### [TEXT PASSAGE]
- Cover of Amatsuki volume 1 as published by Ichijinsha

あまつき
- Written by: Shinobu Takayama
- Published by: Ichijinsha
- Magazine: Monthly Comic Zero Sum
- Original run: 2002 – August 28, 2017
- Volumes: 24
- Directed by: Kazuhiro Furuhashi
- Produced by: Hiroyuki Omori Takema Okamura Yuko Ima
- Written by: Kazuhiro Furuhashi Chieko Suzuki
- Music by: Mari Fukuhara
- Studio: Studio Deen
- Original network: AT-X, Chiba TV, KBS Kyoto, Nagoya Broadcasting Network, Sun TV
- Original run: April 4, 2008 – June 28, 2008
- Episodes: 13 (List of episodes)

= Amatsuki =

Japanese manga series

Amatsuki (あまつき) is a manga series by Shinobu Takayama, serialized in Monthly Comic Zero Sum. A 13 episode anime adaptation produced by Studio Deen premiered on April 4, 2008.

==Plot==

Tokidoki is a Japanese high school student who, when he fails his history class, is sent to a high-tech history museum that virtually recreates the Edo period to do make-up work. However, what was supposed to be a simple school project becomes more complicated when he is attacked by two supernatural beings known as "the nue" and "the yakou" and loses the vision in his left eye. After he is saved from the nue by a girl named Kuchiha, he realizes that he is no longer wearing the simulation goggles, and is trapped in the virtual Edo. Meanwhile, in the real world, Sensai Corporation, the virtual reality company who made the virtual museum Tokidoki is trapped in, is seen throughout the story.

Dataset excerpts on pointing at objects:
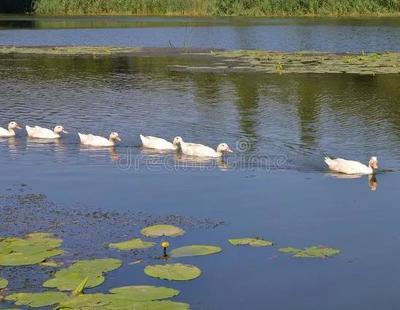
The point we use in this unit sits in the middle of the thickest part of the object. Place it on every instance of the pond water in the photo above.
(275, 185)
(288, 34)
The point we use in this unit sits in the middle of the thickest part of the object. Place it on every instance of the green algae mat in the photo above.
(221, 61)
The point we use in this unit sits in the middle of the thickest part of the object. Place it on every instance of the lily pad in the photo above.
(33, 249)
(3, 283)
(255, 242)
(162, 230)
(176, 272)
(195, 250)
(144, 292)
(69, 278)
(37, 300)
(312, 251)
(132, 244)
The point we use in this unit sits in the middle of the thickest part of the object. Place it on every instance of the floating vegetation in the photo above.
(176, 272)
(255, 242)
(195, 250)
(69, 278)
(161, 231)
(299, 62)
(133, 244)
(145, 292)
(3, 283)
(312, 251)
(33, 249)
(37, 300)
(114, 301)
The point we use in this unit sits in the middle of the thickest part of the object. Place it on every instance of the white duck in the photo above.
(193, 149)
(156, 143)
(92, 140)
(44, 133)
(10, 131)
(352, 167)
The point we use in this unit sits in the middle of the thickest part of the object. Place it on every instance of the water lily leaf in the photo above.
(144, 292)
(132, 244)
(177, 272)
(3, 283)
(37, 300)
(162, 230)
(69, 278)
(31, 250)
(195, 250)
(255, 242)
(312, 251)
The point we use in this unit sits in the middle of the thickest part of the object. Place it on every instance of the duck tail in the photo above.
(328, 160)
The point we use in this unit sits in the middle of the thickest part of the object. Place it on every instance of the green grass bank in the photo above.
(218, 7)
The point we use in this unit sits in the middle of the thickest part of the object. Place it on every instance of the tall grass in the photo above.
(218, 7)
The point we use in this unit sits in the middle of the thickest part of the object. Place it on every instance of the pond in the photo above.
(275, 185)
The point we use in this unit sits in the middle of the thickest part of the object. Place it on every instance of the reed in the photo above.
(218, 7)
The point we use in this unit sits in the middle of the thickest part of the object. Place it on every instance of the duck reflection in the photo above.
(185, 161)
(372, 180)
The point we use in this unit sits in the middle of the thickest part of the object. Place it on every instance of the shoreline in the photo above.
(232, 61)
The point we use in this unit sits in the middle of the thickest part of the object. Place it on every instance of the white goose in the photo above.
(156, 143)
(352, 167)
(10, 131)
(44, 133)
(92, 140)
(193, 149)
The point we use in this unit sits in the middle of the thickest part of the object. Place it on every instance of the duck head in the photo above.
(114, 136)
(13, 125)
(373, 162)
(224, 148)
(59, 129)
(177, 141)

--

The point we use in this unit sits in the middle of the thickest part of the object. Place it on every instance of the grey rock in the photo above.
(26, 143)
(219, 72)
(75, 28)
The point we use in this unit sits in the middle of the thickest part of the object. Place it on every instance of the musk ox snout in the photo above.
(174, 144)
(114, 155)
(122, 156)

### [PROBLEM DESCRIPTION]
Write the next part of the Amatsuki manga article, starting right after its last sentence. These entries stand apart from the Amatsuki article and have no connection to it.

### [OUTPUT OF THE TASK]
==Characters==

===Main characters===
- Tokidoki Rikugō (六合 鴇時, Rikugō Tokidoki)

Tokidoki is an easygoing high school student. As a child, he was sent to boarding school by his parents who barely kept in touch with him. He was consequently taken care of by Suoh Kuwata, a law breaker type of guy who became a very important figure in his life, and a young woman named Chitose.
Tokidoki is not good at history, and as a result has to go on a field trip to a museum that has an interactive virtual reality (VR) reproduction of the Edo period. While in the VR world, he is attacked by a nue who seems to be controlled by a small being called "Yakou". He is rescued by a woman (Kuchiha) yielding a sword.
As a consequence of the attack, he loses vision on his left eye and finds himself trapped in this simulation of the Edo period. After becoming acquainted with the virtual universe, he seems to adapt quickly to his new surroundings. He goes under the care of Lord Shamon, a priest who cares after Kuchiha and a guy named Kon, whom he met in the real world before his attack. After meeting some interesting characters, both human and demon, he finds himself having to choose between siding with the demons, or with the humans, who seem to be at war with each other. He is stuck in a gray area, not wanting to choose either side. While in this new universe, Tokidoki is called by some the "Hakutaku," (白紙の者, "the blank page"), as his fate is not foretold by Heaven's Net as is everyone else.
- Kon Shinonome (篠ノ女 紺, Shinonome Kon)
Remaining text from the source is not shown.